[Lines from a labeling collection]
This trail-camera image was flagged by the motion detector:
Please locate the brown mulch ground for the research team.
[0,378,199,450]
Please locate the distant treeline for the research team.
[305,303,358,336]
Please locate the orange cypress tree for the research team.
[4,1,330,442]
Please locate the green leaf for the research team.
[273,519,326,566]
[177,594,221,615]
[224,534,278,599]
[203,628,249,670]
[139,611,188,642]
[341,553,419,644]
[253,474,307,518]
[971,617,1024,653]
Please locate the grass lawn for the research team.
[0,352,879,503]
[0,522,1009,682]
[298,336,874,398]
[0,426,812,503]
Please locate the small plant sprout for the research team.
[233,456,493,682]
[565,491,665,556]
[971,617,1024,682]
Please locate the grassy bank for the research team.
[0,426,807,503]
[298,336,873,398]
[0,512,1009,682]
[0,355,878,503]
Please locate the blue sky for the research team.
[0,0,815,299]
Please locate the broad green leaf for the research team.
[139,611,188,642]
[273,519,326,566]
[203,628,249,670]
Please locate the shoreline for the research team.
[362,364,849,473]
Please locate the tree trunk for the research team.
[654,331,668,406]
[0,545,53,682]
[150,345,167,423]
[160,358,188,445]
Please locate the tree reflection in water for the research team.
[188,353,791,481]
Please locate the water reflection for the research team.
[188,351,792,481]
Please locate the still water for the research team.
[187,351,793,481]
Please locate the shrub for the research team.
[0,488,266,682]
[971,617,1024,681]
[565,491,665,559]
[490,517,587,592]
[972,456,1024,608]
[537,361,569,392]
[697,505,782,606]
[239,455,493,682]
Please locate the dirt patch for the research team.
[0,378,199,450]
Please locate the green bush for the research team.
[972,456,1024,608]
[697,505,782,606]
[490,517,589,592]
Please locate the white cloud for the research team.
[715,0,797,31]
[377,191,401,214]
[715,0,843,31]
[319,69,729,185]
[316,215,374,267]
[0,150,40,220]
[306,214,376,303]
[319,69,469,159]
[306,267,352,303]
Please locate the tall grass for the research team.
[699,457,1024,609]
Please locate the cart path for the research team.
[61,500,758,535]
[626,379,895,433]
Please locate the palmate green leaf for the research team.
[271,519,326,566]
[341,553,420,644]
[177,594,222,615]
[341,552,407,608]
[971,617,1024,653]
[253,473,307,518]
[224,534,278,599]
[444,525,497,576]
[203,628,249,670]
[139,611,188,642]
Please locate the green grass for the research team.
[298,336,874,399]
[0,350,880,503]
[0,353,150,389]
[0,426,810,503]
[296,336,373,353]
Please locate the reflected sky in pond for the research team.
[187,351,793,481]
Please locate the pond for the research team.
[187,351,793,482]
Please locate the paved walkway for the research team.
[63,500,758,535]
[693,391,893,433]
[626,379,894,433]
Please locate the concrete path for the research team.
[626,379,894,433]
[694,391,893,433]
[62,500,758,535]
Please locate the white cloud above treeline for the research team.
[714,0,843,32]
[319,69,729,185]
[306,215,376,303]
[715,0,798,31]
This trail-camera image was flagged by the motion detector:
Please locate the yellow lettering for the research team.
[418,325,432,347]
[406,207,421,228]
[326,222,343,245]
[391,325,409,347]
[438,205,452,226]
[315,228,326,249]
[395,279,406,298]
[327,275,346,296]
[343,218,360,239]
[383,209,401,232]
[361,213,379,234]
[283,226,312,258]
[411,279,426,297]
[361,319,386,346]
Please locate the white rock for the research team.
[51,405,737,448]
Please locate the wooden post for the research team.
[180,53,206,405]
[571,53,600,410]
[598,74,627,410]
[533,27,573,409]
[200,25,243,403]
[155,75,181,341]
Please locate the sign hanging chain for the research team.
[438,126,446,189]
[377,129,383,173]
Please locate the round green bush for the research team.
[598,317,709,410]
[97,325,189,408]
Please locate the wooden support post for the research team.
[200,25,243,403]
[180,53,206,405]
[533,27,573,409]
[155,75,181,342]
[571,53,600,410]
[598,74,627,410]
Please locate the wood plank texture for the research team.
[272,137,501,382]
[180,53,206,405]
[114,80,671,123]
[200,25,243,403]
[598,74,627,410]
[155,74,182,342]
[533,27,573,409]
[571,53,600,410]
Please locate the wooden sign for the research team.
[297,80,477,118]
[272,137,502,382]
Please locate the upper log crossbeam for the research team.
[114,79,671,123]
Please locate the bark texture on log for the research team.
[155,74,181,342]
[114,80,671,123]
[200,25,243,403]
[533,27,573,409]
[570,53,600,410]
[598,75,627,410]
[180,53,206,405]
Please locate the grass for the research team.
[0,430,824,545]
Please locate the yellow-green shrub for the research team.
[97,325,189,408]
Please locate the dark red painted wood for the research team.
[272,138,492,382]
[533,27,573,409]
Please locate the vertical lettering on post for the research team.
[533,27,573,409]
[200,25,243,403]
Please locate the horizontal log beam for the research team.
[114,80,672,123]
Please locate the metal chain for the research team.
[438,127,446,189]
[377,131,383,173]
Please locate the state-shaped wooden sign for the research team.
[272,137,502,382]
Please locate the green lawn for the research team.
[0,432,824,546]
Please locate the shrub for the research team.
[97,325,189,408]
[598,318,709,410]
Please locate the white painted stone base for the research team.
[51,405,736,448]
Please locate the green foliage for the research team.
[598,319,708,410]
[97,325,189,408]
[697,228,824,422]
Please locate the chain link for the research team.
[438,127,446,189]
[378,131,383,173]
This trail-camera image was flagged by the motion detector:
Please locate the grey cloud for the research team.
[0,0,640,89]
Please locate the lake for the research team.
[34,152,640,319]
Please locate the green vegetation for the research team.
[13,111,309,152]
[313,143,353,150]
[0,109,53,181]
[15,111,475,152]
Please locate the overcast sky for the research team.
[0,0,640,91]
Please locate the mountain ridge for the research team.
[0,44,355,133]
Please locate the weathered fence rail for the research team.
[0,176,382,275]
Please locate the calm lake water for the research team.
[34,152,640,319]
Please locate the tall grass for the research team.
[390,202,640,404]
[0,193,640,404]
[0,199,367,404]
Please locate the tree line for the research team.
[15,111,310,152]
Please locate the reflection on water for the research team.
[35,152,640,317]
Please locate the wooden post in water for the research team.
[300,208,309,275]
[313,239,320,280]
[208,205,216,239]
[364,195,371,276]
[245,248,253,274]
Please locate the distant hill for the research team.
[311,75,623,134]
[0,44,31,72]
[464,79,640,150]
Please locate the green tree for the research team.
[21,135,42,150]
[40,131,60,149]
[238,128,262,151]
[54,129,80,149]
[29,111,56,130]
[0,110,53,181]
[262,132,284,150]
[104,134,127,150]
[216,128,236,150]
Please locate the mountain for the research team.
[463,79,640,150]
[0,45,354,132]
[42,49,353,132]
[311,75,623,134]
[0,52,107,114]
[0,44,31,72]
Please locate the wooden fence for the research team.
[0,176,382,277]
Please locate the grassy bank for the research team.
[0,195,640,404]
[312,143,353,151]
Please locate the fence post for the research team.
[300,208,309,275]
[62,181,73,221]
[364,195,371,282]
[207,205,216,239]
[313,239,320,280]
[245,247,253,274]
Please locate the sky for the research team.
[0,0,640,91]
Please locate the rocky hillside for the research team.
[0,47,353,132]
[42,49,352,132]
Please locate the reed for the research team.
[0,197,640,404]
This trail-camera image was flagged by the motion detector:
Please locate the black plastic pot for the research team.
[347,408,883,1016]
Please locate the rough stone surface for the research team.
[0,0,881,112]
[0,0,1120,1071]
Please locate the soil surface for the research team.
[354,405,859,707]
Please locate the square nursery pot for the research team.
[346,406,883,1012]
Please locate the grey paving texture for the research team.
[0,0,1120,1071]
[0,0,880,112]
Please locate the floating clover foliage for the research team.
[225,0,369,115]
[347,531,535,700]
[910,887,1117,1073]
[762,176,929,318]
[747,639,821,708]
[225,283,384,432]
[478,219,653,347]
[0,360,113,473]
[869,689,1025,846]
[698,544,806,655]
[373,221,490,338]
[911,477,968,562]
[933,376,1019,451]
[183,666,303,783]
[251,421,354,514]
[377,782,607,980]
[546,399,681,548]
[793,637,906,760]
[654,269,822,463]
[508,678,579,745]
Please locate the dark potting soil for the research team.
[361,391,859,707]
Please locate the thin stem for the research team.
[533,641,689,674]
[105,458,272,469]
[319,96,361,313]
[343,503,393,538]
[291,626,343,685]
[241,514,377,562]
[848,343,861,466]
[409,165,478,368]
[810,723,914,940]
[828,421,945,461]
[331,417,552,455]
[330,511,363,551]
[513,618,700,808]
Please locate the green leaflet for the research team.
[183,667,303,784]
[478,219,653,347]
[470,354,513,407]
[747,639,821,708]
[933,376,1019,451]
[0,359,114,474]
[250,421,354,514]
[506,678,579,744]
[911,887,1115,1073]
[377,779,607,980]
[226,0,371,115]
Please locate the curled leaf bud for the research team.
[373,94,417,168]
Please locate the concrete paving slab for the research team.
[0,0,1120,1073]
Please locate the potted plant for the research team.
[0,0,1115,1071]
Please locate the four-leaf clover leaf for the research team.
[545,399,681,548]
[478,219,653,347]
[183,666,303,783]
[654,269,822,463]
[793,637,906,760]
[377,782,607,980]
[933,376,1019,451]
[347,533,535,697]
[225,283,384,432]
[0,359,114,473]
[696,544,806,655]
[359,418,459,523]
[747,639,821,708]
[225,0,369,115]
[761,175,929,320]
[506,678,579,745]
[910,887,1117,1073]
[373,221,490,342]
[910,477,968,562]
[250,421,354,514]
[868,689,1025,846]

▶ [What is required]: Copy out, word for word, the stretch of lines from the very first one through the line containing "[4,1,330,442]", and nothing more.

▶ [Solution for this task]:
This trail-camera image was flagged by the motion detector:
Please locate the brown mulch ground for the research team.
[0,378,199,450]
Please locate the distant treeline for the research team.
[305,303,358,336]
Please locate the orange cypress tree for the research team.
[4,1,330,442]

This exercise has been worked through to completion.